WRITTEN REQUEST A
In the essay on shifting rainfall, what potential climatic shift does the writer consider of most concern?
WRITTEN REQUEST B
Extend the essay on shifting rainfall with a further paragraph that picks up right after its last sentence.

However, while all of these factors would lead to severe difficulties, and should not be discounted, after traveling though the continents that are fragments of Gondwana, I feel that the potential climatic shift that should be of most concern as we seek to adapt to different conditions is perhaps the least sensational of all; long term variation in established rainfall patterns. While the other aspects mentioned above can be devastating to local populations, especially those living at the coastlines, widespread changes in rainfall distribution can affect everyone. Changes in atmospheric circulation in a higher-energy world, as well as modification of evaporation rates caused by widespread deforestation, can play a role in such changes. A potentially larger factor would be significant changes in the major ocean circulation system of cold and warm currents. Inflow of fresh water from melting ice into the oceans has been proposed as a potential trigger for such changes. Warm ocean water where it has not historically been, or cold water in a formerly warm area, will have a rapid and significant effect on the rainfall in many regions.

Anyone who has lived in the parts of the World affected by the Pacific Ocean ENSO, also known as the El Niņo/La Niņa cycles, has seen first hand just how significant such a change can be. An example from an area of the Tour is the Pacific coast of Peru. During an El Niņo event, warm waters pool up against the west coast of South America. The plankton of the region, together with the fish and other larger creatures that feed on them, move away to nutrient-rich, colder waters elsewhere. The area's fishing industry, like the fleet anchored off Chimbote, Peru, shown below, face a catastrophic loss of their livelihood. Meanwhile, on land, torrential rains cause intense flooding, and severe erosion problems in the normally arid coastal region. This has, in past cycles, significantly degraded important archeological sites such as the ruins of the ancient adobe city of Chan Chan, at Trujillo, Peru. I had been concerned when planning the Tour, that I would be negatively affected if I got the timing of the El Niņo/La Niņa cycle wrong. For once, I was fairly lucky, and I arrived in that region when there was a neutral sea, or possibly a mild La Niņa pattern, and so for me the weather was good.

Fishing Boats

The fishing fleet of Chimbote, Peru on a January evening


Dependability is Everything

Fresh water is the most critical component for maintaining the activity of the entire terrestrial biosphere. That is to say, fresh water is the most critical component for the survival of human societies. Both natural ecosystems and tradtional human civilizations have developed in concert with their local climates, and have become perfectly attuned to the patterns of rainfall that have prevailed during the current climatic epoch. Alterations in the amount of water available for any locality, especially if that change occurs fairly quickly, may exceed those system's capabilities to compensate. Droughts or inundations, where either are not common, can lead to widespread crop failures, or the extinction of wild species. Most natural environments may well be able to absorb certain levels of stress in their water cycles, at least until a local tipping point is reached. Some human systems may be more fragile. With a more energetic Earth, warm and wet, or warm and dry will be a key question for each region.

GIVEN RECORDS

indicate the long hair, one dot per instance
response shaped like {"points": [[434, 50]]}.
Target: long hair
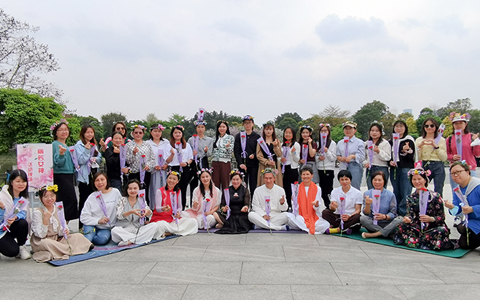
{"points": [[380, 128], [217, 134], [294, 135], [172, 139], [13, 175], [424, 133], [124, 126], [274, 136], [329, 140], [404, 124], [54, 132], [210, 186]]}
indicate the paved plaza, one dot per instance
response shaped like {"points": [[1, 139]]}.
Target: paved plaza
{"points": [[251, 266]]}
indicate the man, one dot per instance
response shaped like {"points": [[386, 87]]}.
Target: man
{"points": [[308, 207], [275, 195], [249, 163]]}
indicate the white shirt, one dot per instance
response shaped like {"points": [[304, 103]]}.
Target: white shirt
{"points": [[92, 212], [352, 197], [275, 194]]}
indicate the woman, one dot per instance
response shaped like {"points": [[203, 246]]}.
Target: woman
{"points": [[115, 173], [239, 205], [326, 163], [88, 159], [307, 144], [399, 168], [203, 152], [179, 145], [468, 153], [469, 191], [432, 154], [63, 170], [128, 228], [306, 215], [424, 231], [222, 154], [351, 153], [159, 174], [120, 127], [206, 191], [97, 223], [290, 162], [352, 199], [386, 217], [48, 242], [12, 243], [382, 153], [138, 150], [273, 144], [167, 222]]}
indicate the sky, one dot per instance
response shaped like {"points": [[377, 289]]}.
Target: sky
{"points": [[262, 58]]}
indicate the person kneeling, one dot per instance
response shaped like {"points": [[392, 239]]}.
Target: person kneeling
{"points": [[345, 206], [50, 241], [306, 214], [386, 217], [130, 229], [273, 196]]}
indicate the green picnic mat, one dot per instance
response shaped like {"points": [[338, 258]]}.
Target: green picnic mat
{"points": [[457, 253]]}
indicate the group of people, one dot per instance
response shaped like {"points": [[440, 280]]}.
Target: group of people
{"points": [[142, 194]]}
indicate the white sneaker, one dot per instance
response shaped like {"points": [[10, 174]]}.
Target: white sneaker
{"points": [[24, 253]]}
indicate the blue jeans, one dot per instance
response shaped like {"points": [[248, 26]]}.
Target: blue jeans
{"points": [[438, 174], [96, 235], [401, 188], [356, 169], [368, 174]]}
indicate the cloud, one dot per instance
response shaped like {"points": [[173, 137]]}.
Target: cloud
{"points": [[451, 25], [302, 51], [333, 30], [238, 28], [366, 35]]}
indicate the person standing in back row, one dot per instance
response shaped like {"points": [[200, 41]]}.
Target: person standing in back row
{"points": [[247, 159]]}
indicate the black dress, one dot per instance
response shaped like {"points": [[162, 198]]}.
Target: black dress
{"points": [[238, 221]]}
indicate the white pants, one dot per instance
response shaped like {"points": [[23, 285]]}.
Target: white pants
{"points": [[210, 220], [186, 226], [298, 223], [277, 220], [145, 234]]}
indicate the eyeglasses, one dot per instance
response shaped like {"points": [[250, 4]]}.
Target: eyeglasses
{"points": [[457, 173]]}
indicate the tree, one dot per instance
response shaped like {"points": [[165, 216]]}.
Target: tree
{"points": [[109, 119], [412, 127], [94, 122], [367, 114], [23, 59], [26, 118], [292, 120]]}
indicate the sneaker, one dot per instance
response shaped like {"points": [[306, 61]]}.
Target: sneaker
{"points": [[24, 254]]}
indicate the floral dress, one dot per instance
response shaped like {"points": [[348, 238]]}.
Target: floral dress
{"points": [[434, 235]]}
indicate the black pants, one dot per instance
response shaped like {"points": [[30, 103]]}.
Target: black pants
{"points": [[84, 190], [183, 183], [326, 184], [289, 177], [473, 239], [19, 231], [251, 178], [146, 183]]}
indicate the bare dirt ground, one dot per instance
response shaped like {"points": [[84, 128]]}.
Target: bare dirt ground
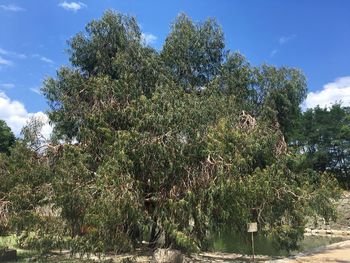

RESULT A
Long-term variation in established rainfall patterns.

RESULT B
Australia is well known for its semi-arid and arid environments. The tenuous grip with which agriculture exists in the Outback and other dry areas has continued only at the mercy of the occasional rains. When I passed through southeastern Australia in Stage 1, it certainly seemed to rain a lot, a fact that made the local residents ecstatic, as any rain helped to alleviate the multi-season drought that had been ongoing in the region. It seems to me, however, that drought is actually the more normal condition on that continent, and rains should be considered to be the unusual event. With something like 90% of the continent exhibiting dry conditions in the best of times, as evidenced by the two dry rivers shown below, any move towards hotter, drier conditions there would pose huge problems.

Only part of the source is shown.